На глазах помогавшего Врубелю в росписях молодого живописца Виктора Замирайло «Демон» исчез под ковром цветущих роз. Прощай, жутковато скорбящий, три года пытавший автора Демон в тонах пепла и черных скал! Остроумным (довольно популярным у современных декоративистов) приемом: макая комки газеты в краску и прижимая их к холсту, Врубель сплошь запечатал полотно бутонами разных оттенков. Впоследствии и этот холст он самолично уничтожил.

Подобных случаев — а они будут повторяться до конца жизни — так много, что монотонные ссылки на нетерпение художника и отсутствие рядом чистого холста не проходят. Объясняющий все на свете диагноз «душевного расстройства» тоже не убеждает, а главное, ничего не объясняет. Душа Михаила Врубеля явно была устроена как-то «не так». Но как?

Возможно, о чем-то сходном, о мироощущении, возможно, близком Врубелю, говорит традиция японского искусства. Эта традиция чтит образ безвестного творчества. Рассказывается, что жил в Средневековье дзенский монах, поэт, бродил в одиночестве по горным лесам, сочинял стихи и вырезал их на сосне, а затем специально припасенным маленьким скребком тщательно счищал с коры иероглифы. Не важно, что никто никогда не прочтет, не узнает. Сделано — стало быть, существует. И сохрани иль уничтожь затем стихи, творение уже неотменимо присутствует в вечном круговороте тающих и возникающих миров.

Александр Михайлович Врубель, вернувшись из Киева, тревожился, что его сын «впадает в мистицизм, что он чересчур углубляется». Нас вот в век информации тянет осовременить неопределенный «мистицизм» догадкой о стихийном дзен-буддизме Михаила Врубеля. Удалимся с просторов философических гипотез.

Элементы данных
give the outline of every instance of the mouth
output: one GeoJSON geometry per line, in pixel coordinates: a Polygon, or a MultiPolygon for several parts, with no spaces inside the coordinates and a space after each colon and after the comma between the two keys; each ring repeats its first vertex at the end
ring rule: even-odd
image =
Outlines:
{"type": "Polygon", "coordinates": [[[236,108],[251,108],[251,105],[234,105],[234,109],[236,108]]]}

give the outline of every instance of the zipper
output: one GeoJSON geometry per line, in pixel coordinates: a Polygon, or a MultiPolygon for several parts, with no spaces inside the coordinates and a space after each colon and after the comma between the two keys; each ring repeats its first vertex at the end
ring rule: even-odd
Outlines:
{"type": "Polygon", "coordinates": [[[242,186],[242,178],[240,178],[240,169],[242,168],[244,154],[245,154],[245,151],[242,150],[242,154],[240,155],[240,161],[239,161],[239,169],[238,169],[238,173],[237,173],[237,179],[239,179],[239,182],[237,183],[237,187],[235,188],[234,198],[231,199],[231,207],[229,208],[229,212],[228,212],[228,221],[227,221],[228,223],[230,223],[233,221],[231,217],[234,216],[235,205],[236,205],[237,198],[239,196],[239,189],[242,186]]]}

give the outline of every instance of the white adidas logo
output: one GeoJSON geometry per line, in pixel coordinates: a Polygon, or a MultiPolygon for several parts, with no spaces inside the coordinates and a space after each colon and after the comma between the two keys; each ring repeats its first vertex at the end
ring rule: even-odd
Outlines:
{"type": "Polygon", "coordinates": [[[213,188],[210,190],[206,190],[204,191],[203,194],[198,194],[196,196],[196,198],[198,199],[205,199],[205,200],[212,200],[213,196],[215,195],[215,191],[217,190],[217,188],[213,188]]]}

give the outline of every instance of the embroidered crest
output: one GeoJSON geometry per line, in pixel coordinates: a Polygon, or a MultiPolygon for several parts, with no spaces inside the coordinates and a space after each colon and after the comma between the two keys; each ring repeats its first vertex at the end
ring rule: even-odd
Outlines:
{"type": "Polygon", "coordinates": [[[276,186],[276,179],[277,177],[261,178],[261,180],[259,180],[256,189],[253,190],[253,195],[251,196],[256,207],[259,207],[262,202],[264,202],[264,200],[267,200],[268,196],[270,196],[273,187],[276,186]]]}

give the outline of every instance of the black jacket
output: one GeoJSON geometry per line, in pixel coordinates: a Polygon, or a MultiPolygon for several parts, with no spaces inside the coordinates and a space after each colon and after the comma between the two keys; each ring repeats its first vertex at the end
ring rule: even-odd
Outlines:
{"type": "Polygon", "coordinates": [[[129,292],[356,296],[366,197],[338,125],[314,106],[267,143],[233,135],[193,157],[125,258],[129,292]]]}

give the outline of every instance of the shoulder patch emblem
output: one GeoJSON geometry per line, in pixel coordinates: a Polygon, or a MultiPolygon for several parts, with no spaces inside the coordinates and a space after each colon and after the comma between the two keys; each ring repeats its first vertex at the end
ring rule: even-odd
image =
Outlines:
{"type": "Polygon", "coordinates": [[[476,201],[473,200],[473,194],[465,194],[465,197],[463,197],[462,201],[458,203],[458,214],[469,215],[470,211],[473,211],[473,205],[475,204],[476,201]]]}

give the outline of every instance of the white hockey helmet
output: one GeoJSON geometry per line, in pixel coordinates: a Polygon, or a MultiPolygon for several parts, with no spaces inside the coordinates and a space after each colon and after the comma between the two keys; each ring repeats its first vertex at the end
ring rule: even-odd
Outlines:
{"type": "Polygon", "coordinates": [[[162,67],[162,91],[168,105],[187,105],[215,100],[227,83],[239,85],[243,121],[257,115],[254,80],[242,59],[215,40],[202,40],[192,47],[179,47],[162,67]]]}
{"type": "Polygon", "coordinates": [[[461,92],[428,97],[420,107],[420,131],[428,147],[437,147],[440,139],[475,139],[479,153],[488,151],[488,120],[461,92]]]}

(Условие задания): Замените в отрывке о Врубеле «роз» на «лилий» и приведите фрагмент между словами «На глазах помогавшего» и «он самолично уничтожил.» включительно. Строки здесь никак не используются.

(Полный ответ):
На глазах помогавшего Врубелю в росписях молодого живописца Виктора Замирайло «Демон» исчез под ковром цветущих лилий. Прощай, жутковато скорбящий, три года пытавший автора Демон в тонах пепла и черных скал! Остроумным (довольно популярным у современных декоративистов) приемом: макая комки газеты в краску и прижимая их к холсту, Врубель сплошь запечатал полотно бутонами разных оттенков. Впоследствии и этот холст он самолично уничтожил.